SUPPLIED INFORMATION

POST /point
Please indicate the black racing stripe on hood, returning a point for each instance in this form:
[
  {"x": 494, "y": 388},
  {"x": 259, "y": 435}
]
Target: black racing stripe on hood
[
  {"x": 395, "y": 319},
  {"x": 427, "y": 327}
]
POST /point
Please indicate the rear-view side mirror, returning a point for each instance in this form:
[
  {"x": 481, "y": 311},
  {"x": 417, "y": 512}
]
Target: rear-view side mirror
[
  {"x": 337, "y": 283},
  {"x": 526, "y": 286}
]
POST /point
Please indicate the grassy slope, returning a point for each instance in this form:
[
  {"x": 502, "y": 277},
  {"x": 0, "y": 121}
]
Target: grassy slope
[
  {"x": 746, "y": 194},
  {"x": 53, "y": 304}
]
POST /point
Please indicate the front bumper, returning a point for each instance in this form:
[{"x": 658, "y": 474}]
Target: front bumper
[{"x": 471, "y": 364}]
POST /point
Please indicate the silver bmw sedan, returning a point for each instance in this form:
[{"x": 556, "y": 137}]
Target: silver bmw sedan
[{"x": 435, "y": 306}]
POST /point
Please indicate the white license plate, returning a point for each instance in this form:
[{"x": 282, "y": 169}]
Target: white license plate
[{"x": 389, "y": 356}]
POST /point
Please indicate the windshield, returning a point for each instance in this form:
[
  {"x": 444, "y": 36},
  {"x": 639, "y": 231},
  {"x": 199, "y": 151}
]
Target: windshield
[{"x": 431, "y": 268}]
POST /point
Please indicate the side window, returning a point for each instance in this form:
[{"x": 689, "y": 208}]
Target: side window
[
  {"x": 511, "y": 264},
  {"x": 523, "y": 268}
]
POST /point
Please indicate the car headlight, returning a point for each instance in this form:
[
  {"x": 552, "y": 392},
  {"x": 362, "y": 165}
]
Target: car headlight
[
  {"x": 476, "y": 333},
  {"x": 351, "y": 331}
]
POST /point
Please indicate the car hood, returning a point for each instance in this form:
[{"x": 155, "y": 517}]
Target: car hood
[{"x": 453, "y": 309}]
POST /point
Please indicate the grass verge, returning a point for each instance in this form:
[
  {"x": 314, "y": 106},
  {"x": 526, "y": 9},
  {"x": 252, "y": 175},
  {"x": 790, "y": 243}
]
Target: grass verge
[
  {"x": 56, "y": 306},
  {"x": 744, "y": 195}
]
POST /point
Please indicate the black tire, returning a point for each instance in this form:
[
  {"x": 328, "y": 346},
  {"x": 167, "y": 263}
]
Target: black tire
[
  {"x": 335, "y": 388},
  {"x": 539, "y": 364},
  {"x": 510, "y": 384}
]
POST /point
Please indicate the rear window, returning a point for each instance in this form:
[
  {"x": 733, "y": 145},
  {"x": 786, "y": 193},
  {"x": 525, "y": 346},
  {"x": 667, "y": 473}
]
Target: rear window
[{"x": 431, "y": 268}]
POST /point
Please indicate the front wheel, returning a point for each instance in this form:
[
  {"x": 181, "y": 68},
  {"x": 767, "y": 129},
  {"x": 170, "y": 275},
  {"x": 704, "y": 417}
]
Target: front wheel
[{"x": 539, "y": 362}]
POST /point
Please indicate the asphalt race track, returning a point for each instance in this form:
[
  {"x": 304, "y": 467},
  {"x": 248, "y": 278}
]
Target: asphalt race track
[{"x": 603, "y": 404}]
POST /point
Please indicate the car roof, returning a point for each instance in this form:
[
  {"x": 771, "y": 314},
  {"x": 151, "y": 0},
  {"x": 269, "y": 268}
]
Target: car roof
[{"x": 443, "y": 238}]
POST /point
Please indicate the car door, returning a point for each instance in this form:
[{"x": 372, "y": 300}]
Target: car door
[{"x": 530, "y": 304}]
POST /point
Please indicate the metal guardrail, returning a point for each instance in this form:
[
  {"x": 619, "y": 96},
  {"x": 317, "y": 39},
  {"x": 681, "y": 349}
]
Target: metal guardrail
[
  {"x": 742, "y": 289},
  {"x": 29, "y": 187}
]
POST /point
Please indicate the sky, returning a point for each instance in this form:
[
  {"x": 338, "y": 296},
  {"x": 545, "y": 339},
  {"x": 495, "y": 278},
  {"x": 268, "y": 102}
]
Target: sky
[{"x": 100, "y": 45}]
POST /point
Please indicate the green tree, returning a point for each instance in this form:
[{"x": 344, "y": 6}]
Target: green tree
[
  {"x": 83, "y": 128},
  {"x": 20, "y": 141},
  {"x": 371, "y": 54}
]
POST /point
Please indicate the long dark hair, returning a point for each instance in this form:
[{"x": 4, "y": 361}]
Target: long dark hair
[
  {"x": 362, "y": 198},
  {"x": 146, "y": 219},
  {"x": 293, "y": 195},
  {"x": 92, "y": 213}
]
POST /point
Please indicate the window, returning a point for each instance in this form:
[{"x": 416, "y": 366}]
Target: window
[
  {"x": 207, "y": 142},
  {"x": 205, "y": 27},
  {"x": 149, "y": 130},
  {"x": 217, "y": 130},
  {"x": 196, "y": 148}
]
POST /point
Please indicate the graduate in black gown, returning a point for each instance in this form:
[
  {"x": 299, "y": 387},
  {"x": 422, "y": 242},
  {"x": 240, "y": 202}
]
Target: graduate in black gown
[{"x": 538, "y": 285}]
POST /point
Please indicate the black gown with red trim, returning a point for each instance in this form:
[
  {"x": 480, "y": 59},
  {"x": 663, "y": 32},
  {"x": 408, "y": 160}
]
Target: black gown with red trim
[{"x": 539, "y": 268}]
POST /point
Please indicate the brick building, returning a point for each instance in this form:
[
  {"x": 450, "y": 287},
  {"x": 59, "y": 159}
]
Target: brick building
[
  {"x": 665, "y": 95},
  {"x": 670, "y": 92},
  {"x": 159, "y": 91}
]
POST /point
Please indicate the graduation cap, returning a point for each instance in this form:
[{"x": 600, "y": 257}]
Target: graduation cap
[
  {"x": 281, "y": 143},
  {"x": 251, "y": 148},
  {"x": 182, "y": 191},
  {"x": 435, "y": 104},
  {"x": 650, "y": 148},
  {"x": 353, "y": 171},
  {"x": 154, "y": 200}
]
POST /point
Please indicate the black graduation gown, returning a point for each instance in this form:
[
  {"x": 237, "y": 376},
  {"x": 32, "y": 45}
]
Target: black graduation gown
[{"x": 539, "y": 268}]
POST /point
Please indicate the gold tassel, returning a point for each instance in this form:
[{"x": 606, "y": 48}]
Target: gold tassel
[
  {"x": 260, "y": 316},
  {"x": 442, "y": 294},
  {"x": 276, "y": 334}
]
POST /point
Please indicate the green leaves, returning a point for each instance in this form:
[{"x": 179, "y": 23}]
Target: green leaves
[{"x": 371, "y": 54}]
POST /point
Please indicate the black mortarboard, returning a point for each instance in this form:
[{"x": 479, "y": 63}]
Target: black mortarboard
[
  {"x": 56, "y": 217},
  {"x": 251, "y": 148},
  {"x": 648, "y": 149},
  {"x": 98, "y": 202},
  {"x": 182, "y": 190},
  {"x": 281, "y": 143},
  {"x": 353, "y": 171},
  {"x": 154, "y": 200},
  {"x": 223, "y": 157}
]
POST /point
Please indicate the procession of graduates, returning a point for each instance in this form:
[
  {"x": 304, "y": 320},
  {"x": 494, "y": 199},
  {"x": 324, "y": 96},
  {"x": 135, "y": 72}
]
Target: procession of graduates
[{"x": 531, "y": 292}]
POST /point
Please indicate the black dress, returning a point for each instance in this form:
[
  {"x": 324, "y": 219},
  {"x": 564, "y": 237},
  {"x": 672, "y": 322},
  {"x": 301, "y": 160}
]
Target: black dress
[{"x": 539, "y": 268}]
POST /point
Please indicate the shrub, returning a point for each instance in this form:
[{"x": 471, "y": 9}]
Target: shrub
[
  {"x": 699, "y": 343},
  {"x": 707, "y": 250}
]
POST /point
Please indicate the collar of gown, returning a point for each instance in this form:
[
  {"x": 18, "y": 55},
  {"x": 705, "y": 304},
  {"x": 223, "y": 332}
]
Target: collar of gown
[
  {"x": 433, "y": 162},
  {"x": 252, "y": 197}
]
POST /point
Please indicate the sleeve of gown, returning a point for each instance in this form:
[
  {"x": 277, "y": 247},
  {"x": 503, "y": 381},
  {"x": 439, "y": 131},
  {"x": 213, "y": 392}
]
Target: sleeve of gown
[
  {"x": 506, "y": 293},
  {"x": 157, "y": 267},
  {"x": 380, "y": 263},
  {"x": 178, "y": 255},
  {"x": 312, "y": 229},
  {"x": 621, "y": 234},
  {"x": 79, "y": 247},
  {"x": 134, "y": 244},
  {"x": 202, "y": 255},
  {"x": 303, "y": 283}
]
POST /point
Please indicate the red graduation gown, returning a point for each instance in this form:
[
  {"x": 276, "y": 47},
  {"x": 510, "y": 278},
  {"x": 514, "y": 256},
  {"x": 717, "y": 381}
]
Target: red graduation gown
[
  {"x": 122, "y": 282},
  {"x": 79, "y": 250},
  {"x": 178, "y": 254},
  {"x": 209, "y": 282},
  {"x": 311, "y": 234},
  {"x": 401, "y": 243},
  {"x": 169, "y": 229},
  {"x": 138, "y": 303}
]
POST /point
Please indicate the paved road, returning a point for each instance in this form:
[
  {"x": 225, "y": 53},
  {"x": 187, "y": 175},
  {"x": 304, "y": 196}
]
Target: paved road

EXERCISE GOAL
Extract every line of the material above that contains the string "verge". Case must match.

FINAL ANSWER
Please indicate the grass verge, returning a point for each instance in this form:
Target: grass verge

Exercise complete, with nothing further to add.